(Problem): Count how many lines in the entries below contain the word "woman", and reply with only that number.

Rows from a box labeling dataset

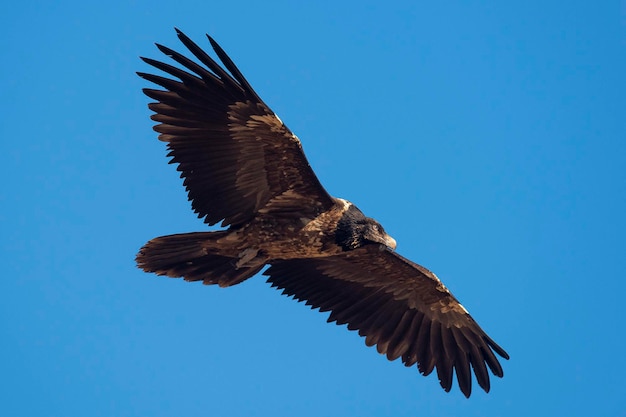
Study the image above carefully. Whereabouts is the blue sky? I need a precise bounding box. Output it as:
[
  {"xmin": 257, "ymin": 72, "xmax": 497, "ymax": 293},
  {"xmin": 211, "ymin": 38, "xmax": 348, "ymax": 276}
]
[{"xmin": 0, "ymin": 1, "xmax": 626, "ymax": 416}]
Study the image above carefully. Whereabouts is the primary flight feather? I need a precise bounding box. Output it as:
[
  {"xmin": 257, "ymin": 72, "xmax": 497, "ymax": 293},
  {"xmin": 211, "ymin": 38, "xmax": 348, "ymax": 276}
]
[{"xmin": 137, "ymin": 30, "xmax": 509, "ymax": 397}]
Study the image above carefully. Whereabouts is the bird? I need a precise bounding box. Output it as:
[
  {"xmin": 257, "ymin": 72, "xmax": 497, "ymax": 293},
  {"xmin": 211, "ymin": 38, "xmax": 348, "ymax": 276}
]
[{"xmin": 136, "ymin": 28, "xmax": 509, "ymax": 398}]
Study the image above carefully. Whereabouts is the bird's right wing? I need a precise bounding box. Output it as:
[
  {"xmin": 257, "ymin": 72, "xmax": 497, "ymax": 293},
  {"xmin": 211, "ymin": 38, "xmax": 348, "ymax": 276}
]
[{"xmin": 264, "ymin": 245, "xmax": 509, "ymax": 397}]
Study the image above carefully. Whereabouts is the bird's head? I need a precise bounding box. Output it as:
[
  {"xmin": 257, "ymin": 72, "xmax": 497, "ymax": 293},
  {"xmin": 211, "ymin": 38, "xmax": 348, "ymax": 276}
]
[
  {"xmin": 335, "ymin": 203, "xmax": 396, "ymax": 250},
  {"xmin": 362, "ymin": 217, "xmax": 396, "ymax": 249}
]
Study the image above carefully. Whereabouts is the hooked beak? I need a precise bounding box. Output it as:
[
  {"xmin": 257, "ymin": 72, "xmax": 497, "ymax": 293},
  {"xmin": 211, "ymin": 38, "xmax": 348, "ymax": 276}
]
[{"xmin": 384, "ymin": 234, "xmax": 396, "ymax": 250}]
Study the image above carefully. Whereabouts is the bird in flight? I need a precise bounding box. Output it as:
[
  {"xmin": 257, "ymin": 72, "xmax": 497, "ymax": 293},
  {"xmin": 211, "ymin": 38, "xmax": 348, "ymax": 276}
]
[{"xmin": 136, "ymin": 29, "xmax": 509, "ymax": 397}]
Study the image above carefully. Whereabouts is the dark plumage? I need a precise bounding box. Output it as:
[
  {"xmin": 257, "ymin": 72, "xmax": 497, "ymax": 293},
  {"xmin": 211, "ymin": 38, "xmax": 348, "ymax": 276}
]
[{"xmin": 137, "ymin": 31, "xmax": 509, "ymax": 397}]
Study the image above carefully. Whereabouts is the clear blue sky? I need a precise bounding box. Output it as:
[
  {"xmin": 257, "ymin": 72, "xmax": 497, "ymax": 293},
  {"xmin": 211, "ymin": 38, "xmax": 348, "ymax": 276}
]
[{"xmin": 0, "ymin": 1, "xmax": 626, "ymax": 417}]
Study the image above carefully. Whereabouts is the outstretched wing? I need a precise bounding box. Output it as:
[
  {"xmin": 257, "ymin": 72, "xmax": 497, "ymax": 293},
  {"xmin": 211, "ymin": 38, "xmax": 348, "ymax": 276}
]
[
  {"xmin": 264, "ymin": 245, "xmax": 509, "ymax": 397},
  {"xmin": 138, "ymin": 29, "xmax": 333, "ymax": 226}
]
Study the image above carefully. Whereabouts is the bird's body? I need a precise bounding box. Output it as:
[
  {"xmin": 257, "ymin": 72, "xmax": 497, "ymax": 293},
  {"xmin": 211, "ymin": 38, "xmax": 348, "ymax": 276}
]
[{"xmin": 137, "ymin": 32, "xmax": 508, "ymax": 396}]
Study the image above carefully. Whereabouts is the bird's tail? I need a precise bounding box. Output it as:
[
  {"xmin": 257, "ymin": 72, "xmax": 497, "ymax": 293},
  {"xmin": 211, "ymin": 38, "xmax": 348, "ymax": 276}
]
[{"xmin": 135, "ymin": 231, "xmax": 264, "ymax": 287}]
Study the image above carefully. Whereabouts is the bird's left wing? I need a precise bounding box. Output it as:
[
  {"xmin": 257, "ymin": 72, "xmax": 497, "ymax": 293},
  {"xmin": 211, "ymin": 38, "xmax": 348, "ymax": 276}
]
[
  {"xmin": 138, "ymin": 30, "xmax": 333, "ymax": 226},
  {"xmin": 264, "ymin": 245, "xmax": 509, "ymax": 397}
]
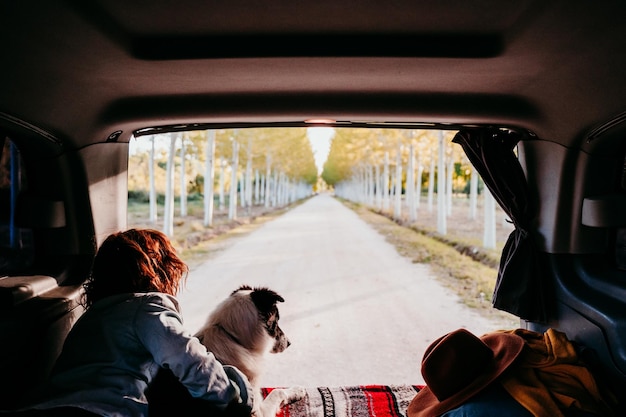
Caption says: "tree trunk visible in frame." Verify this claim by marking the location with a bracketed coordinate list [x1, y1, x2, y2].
[428, 148, 435, 213]
[437, 131, 448, 235]
[163, 133, 176, 237]
[228, 139, 239, 220]
[180, 134, 187, 217]
[483, 187, 496, 249]
[204, 130, 215, 226]
[148, 135, 157, 224]
[469, 165, 478, 220]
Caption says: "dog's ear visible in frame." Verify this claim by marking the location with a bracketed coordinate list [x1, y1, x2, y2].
[250, 287, 285, 312]
[230, 285, 252, 295]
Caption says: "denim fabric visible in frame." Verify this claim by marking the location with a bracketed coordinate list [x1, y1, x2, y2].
[22, 293, 252, 417]
[441, 382, 533, 417]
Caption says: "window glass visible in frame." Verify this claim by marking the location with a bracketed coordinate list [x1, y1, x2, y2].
[0, 136, 34, 276]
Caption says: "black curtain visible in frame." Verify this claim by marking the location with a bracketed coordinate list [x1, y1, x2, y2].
[452, 128, 552, 323]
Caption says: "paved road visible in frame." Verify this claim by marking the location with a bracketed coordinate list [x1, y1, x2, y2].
[179, 194, 510, 386]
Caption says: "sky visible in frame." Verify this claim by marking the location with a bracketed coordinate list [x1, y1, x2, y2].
[307, 127, 335, 174]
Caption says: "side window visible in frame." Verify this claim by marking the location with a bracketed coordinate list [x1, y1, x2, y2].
[615, 156, 626, 270]
[0, 135, 34, 277]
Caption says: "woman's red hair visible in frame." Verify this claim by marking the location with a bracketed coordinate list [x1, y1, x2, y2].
[85, 229, 189, 306]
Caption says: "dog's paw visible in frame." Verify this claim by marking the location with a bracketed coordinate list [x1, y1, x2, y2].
[286, 386, 307, 404]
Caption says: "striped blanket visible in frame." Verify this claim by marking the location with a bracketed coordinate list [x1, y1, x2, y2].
[263, 385, 420, 417]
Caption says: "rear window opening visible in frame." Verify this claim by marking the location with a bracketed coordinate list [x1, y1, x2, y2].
[128, 127, 519, 386]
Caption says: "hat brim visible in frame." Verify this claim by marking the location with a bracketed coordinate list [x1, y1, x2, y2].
[407, 332, 525, 417]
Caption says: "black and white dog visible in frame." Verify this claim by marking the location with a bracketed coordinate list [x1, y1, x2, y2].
[148, 285, 306, 417]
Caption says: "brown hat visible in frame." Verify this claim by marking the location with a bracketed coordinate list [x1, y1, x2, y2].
[407, 329, 524, 417]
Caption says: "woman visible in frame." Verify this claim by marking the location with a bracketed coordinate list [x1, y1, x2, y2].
[20, 229, 252, 416]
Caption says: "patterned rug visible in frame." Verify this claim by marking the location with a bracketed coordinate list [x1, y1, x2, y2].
[263, 385, 420, 417]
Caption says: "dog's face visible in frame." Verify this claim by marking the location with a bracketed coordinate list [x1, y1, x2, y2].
[231, 285, 291, 353]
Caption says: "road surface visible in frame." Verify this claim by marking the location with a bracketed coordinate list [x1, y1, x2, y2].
[179, 194, 512, 387]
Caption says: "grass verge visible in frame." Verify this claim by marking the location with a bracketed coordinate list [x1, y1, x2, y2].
[340, 200, 519, 327]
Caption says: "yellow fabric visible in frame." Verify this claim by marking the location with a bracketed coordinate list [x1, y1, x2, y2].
[500, 329, 613, 417]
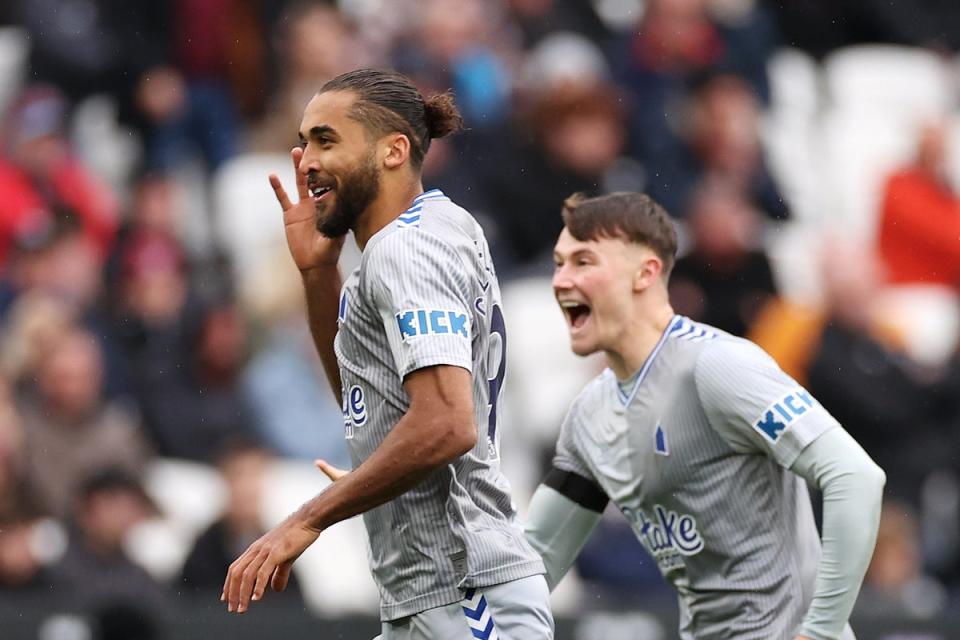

(Correct output): 2